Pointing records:

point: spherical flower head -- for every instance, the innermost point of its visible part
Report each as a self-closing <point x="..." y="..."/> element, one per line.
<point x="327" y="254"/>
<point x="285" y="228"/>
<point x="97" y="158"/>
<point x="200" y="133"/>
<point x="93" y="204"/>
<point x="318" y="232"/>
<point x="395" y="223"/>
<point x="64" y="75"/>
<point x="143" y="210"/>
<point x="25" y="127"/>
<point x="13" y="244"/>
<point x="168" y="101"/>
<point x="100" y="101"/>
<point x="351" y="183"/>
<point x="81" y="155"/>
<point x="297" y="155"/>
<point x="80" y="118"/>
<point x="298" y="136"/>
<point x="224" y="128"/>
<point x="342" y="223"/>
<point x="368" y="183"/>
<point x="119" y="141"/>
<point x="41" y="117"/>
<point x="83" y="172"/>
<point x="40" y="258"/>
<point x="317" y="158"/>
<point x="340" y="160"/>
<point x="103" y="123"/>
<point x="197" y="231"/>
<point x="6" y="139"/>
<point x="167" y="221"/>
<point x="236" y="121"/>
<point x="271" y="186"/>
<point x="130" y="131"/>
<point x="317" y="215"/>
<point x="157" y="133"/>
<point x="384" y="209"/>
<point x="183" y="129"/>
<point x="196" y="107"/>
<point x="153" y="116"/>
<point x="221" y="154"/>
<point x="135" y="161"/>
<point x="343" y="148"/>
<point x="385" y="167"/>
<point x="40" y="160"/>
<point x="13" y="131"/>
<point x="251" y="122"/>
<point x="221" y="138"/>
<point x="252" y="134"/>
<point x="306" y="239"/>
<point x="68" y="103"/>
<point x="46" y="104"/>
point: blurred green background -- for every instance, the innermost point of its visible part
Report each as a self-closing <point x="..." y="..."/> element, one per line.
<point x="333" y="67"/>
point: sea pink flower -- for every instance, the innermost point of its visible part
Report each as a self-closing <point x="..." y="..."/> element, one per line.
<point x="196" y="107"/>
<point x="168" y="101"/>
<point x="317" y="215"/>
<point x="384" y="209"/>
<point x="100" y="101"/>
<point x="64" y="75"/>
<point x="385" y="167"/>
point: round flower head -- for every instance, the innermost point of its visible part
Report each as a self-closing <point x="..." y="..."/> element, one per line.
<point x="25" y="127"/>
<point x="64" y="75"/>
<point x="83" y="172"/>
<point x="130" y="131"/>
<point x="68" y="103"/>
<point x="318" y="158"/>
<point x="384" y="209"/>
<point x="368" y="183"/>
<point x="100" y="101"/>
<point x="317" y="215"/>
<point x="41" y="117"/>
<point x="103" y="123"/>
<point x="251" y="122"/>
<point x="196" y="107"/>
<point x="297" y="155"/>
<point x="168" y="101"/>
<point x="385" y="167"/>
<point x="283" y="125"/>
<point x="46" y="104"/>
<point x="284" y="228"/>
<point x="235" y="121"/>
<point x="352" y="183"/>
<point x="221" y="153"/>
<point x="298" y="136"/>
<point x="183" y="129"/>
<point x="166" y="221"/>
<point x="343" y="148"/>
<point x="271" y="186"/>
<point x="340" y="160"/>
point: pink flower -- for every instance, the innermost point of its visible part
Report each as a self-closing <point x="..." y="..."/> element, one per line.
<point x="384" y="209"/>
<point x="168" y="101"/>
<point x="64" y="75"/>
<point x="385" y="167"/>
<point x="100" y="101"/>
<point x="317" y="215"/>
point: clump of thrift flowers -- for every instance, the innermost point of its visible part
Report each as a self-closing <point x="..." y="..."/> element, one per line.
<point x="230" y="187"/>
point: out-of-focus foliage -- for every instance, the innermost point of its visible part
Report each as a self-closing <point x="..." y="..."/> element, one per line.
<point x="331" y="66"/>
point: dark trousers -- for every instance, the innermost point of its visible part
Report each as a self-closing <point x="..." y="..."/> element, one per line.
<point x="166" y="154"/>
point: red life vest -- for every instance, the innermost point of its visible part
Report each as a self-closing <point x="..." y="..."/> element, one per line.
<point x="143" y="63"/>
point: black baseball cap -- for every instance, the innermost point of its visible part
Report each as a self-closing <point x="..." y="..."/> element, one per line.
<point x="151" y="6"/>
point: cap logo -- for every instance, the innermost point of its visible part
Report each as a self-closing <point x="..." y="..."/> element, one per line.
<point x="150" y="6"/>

:: The exercise ::
Every line from the one containing "point: red life" through the last line of the entries must be written out verbatim, and no other line.

:: Exercise output ::
point: red life vest -- for every instance, the innermost point of its visible part
Report each as a self-closing <point x="..." y="..."/> element, one per line.
<point x="143" y="63"/>
point: black baseball cap -- for every instance, the innermost point of its visible part
Report each as a self-closing <point x="..." y="..."/> element, one per line.
<point x="151" y="6"/>
point: cap logo -- for every instance, the innermost point of its visible part
Report each as a self-closing <point x="..." y="..."/> element, one per line.
<point x="150" y="6"/>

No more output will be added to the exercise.